Work instruction ::
The full listing, copied exactly and free of pictures, is the expected reply.

Available data ::
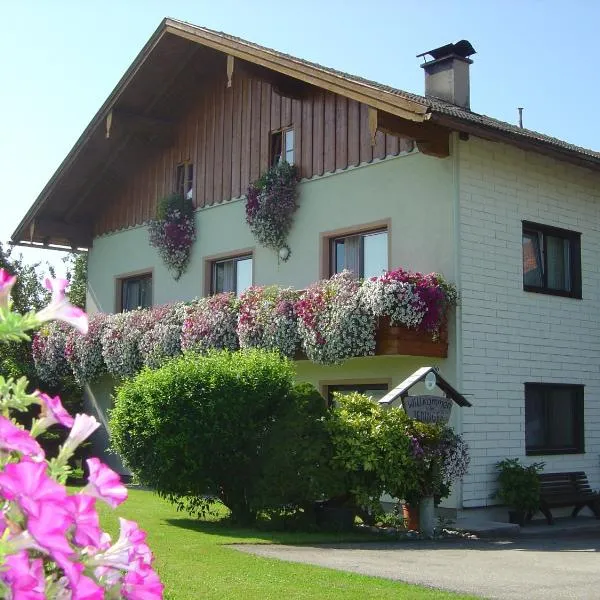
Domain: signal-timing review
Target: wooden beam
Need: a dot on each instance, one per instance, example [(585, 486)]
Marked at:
[(431, 139)]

Exercise solution ::
Domain: signal-timing review
Target: wooden beam
Need: a dot on each instance, one per instance, example [(585, 486)]
Marked at:
[(431, 139)]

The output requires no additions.